▸ **BACAAN**:

▼

Jayapura, Jubi – Sepintas memang ada kemiripan bahasa antara suku Biak dengan warga masyarakat di Kampung Menarbu, Aisandami, dan di Kepulauan Roon, Kabupaten Teluk Wondama, Provinsi Papua. Meskipun terdapat perbedaan dalam dialek, kedua suku tersebut dapat saling memahami dalam percakapan maupun dialog.
“Kitorang sebut ikan itu in. Kalau menyebut ikan kerapu, kami bilang insamen, ikan julung disebut in sof, dan dalam perhitungan juga ada kemiripan, bahkan mungkin sama. Misalnya: oser (satu), suru (dua), kior (tiga),” kata tokoh masyarakat Kampung Aisandami, Octovianus Bosayor (62), kepada Jubi.id belum lama ini.
Ia menambahkan, beberapa sebutan lainnya pun serupa. Misalnya, penyu dalam bahasa Roon disebut wau, sama seperti dalam bahasa Biak. “Begitu pula dengan hutan bakau disebut kor, dan ikan kakatua disebut in dwaranmen,” ujarnya seraya menambahkan bahwa hubungan kekerabatan antara mereka sudah lama terjalin.
Hal senada disampaikan Sekretaris Klasis Teluk Wondama, Leo Rumansara. Ia menyebutkan bahwa di Kepulauan Roon juga terdapat warga bermarga atau berklen Rumansara. “Saya pernah bertemu mereka. Mereka tinggal di sana karena dulu, dalam perjalanan mengayau atau perang suku, mereka menetap,” katanya.
Sementara itu, D. Rifanto, salah seorang penulis di Kompasiana, menulis tentang tokoh asal Pulau Roon bernama Celcius Akwan yang menulis buku berjudul Ditawan Naga, diterbitkan oleh BPK Gunung Mulia Jakarta.
Lebih lanjut, D. Rifanto, mahasiswa program doktoral Universitas Pendidikan Indonesia (UPI) Bandung, menulis bahwa sekitar tahun 1989, C. Akwan diminta secara tertulis oleh BPK Gunung Mulia, Jakarta, untuk menyumbangkan cerita rakyat dari Irian Jaya. Buku itu kemudian diterbitkan dengan judul Ditawan Naga pada 1991.

Dalam buku tersebut, C. Akwan, intelektual asal Pulau Roon, ingin memperjelas makna “naga” dalam mitologi masyarakat Roon–Wondama–Windesi, Biak–Numfor, dan Yapen–Waropen di Teluk Cenderawasih. Dalam cerita rakyat itu, naga juga bisa berarti ular raksasa. Cerita rakyat mereka tentang Roponggai berkaitan dengan kepercayaan bahwa ular naga adalah penyebab gempa bumi.

▲

Entri dari kumpulan anotasi titik
▼

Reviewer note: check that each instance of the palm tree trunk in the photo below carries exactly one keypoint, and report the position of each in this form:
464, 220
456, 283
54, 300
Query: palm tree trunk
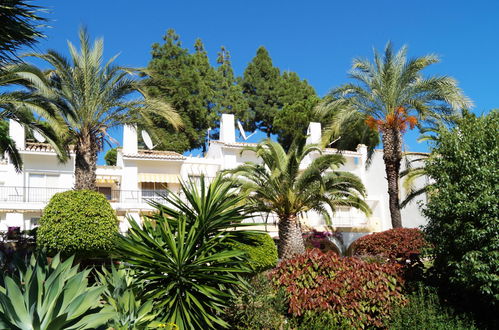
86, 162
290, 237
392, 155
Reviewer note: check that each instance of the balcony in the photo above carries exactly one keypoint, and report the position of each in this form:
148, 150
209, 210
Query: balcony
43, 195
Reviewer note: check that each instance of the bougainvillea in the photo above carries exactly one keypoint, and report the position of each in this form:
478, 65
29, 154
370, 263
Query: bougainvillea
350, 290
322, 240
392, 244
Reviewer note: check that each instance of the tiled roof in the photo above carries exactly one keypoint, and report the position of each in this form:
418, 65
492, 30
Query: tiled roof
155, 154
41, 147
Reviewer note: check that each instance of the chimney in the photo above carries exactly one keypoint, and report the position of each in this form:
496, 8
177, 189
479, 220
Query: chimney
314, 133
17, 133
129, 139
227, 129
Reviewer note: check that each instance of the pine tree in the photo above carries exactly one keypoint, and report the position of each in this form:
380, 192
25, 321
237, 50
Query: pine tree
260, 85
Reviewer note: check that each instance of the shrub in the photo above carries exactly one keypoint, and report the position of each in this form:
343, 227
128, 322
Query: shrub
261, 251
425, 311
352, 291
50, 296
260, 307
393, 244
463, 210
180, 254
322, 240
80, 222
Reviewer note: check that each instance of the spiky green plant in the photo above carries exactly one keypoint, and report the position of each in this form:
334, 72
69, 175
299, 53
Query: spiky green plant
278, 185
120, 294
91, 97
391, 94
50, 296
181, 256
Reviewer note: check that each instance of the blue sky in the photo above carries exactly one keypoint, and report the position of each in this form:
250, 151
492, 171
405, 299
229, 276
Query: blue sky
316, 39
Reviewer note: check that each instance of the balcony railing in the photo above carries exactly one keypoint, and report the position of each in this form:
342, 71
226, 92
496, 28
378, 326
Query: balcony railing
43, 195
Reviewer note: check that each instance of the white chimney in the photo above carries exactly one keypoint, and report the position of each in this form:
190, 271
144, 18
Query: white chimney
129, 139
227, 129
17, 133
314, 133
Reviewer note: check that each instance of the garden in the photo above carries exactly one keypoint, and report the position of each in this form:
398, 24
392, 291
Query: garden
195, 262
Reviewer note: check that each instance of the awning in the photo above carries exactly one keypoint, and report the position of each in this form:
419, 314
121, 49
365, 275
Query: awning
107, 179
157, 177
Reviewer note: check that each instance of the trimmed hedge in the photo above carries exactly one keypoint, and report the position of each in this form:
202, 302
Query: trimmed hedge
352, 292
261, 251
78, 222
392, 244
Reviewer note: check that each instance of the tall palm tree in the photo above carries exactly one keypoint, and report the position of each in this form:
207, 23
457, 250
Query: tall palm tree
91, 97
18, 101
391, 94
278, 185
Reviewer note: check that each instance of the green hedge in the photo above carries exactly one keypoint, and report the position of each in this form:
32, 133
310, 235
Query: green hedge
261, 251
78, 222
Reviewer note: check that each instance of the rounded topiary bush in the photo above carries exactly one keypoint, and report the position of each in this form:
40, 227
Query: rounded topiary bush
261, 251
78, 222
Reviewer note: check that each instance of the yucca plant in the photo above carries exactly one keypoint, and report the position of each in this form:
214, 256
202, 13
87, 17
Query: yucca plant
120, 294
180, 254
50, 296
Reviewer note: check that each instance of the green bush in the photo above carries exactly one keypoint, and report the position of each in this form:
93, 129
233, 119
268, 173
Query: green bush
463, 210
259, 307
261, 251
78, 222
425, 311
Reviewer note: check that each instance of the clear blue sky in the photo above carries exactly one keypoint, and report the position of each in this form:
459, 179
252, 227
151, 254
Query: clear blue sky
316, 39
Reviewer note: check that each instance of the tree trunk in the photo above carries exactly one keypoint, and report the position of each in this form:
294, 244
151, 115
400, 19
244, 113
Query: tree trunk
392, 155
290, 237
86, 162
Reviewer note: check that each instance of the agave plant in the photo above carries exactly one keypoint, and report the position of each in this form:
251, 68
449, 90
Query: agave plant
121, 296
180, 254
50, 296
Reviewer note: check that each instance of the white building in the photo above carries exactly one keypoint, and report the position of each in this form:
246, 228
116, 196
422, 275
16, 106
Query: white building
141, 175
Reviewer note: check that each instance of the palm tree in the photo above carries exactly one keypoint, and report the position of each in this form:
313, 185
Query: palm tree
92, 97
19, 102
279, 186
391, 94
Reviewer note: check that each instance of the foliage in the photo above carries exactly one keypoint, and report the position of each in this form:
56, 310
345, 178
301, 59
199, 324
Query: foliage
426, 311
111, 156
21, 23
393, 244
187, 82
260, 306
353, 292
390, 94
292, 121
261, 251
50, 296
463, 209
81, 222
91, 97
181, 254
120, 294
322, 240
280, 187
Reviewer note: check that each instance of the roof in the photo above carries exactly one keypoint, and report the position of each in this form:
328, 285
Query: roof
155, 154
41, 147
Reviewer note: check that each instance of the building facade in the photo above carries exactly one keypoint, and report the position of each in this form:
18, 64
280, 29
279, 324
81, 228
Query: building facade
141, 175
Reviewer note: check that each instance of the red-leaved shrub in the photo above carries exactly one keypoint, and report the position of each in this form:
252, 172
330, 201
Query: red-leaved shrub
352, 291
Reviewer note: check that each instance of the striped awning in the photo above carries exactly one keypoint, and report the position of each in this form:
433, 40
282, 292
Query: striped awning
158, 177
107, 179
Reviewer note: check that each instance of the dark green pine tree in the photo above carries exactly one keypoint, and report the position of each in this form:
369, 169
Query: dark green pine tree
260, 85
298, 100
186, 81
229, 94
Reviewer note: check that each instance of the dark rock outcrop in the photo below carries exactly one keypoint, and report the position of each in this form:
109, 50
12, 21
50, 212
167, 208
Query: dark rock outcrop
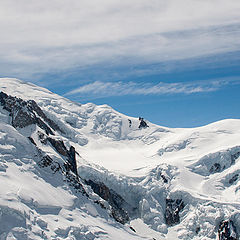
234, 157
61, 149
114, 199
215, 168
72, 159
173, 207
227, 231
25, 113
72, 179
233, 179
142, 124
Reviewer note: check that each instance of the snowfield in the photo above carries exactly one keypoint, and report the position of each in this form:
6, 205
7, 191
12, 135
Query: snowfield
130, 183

▲
▼

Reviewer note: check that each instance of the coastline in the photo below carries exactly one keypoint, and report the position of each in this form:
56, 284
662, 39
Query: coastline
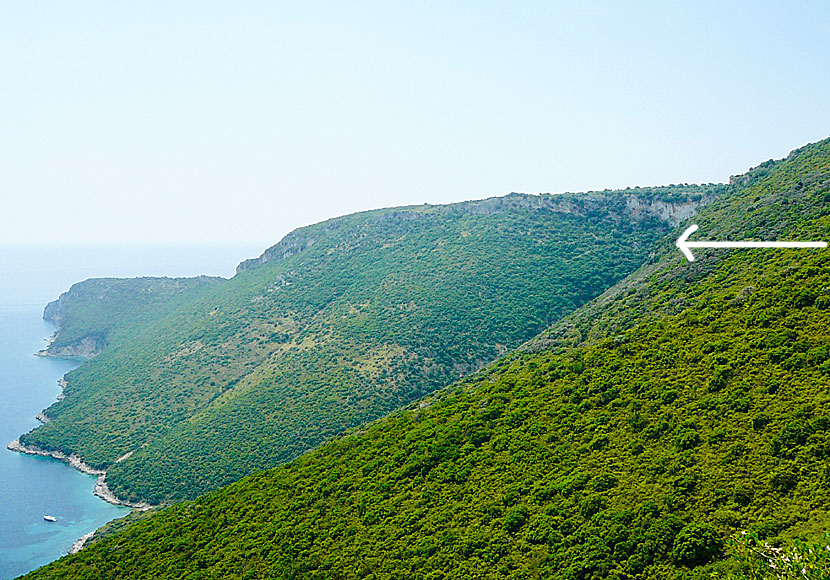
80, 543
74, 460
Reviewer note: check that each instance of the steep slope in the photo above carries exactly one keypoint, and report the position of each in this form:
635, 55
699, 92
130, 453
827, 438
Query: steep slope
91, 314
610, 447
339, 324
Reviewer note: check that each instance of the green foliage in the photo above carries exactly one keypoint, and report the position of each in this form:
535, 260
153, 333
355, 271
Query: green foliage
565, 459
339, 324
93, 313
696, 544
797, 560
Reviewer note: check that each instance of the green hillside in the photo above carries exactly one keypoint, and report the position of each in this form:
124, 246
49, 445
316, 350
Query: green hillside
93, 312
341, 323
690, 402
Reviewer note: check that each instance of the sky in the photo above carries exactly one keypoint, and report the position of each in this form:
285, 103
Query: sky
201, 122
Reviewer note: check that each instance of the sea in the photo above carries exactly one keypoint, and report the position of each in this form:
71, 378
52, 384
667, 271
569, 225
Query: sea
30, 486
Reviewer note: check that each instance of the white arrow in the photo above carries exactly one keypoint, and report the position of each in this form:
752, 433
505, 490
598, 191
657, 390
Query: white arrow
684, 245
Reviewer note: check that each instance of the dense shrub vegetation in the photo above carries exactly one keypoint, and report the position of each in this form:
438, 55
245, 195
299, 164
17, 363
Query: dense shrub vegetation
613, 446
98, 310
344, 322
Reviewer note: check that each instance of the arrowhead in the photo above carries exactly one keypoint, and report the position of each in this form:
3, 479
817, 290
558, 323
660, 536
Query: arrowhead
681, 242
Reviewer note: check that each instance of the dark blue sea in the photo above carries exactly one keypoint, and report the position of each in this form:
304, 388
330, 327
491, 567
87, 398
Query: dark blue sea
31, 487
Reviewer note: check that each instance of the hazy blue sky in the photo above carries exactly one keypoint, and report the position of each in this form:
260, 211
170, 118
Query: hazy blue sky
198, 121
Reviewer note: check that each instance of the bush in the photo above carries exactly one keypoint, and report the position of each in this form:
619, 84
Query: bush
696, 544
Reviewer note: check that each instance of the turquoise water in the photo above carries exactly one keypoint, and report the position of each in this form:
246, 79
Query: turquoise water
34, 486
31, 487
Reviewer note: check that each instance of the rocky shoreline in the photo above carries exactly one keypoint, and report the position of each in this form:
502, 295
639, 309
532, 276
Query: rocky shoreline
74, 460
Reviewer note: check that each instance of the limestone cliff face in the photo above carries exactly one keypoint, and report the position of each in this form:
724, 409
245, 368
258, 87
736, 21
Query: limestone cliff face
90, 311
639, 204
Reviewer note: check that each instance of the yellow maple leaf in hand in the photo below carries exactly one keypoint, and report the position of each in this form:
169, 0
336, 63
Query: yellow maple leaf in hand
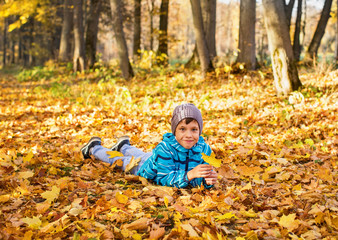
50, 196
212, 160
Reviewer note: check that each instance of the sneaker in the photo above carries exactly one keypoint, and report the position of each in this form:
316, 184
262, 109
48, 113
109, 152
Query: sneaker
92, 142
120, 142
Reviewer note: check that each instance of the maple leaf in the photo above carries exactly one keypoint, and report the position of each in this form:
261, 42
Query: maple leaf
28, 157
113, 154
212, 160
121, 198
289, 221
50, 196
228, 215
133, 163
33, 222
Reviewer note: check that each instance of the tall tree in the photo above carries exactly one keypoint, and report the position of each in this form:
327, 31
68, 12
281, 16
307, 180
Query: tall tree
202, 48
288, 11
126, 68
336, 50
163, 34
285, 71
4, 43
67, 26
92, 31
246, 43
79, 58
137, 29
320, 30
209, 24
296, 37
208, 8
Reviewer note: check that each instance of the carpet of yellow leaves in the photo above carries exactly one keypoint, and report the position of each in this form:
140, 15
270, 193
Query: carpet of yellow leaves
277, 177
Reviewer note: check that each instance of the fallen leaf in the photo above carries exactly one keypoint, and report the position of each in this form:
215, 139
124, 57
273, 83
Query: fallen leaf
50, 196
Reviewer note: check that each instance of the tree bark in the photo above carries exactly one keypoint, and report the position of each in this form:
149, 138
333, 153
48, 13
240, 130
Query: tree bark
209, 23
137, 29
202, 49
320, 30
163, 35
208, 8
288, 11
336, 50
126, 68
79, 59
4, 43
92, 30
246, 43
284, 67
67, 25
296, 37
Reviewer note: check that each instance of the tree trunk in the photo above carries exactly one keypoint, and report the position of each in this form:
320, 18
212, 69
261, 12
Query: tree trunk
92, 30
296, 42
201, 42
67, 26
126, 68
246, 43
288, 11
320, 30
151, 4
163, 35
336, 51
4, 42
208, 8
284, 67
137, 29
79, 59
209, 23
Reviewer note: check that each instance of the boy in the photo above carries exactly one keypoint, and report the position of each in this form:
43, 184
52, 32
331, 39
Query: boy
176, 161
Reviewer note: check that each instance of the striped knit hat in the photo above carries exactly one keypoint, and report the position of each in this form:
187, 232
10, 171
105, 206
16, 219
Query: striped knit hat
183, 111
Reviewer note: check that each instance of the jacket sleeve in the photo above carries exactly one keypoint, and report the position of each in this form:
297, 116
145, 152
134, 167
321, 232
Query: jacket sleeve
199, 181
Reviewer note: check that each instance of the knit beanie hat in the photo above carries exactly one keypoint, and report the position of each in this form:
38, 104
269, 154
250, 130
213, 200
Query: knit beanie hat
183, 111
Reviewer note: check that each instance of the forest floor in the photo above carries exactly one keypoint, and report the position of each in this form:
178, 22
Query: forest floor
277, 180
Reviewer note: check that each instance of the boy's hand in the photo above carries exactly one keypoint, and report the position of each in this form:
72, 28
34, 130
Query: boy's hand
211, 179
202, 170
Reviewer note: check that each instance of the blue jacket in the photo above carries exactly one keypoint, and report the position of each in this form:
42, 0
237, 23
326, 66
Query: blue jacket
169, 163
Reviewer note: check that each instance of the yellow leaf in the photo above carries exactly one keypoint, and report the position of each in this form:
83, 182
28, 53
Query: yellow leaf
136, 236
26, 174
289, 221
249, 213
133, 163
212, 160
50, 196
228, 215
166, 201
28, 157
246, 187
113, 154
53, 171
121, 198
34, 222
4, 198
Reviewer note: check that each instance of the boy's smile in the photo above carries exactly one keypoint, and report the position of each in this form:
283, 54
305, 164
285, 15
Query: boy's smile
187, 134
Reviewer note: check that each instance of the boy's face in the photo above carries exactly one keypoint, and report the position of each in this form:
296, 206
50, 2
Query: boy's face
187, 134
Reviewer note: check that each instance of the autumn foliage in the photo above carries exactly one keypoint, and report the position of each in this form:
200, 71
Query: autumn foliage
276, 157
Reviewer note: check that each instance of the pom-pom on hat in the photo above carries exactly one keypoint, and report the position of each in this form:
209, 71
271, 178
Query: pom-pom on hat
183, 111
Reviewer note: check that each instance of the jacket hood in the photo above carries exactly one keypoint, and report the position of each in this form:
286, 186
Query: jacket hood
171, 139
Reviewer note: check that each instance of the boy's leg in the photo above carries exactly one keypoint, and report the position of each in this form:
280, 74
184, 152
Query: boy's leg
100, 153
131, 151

▲

▸ **RINCIAN TUGAS**: Menurut bacaan, apa sebutan untuk penyu dalam bahasa Roon? Gunakan bacaan di atas sebagai satu-satunya sumber.

▸ **HASIL LATIHAN**: Penyu dalam bahasa Roon disebut wau, sama seperti dalam bahasa Biak.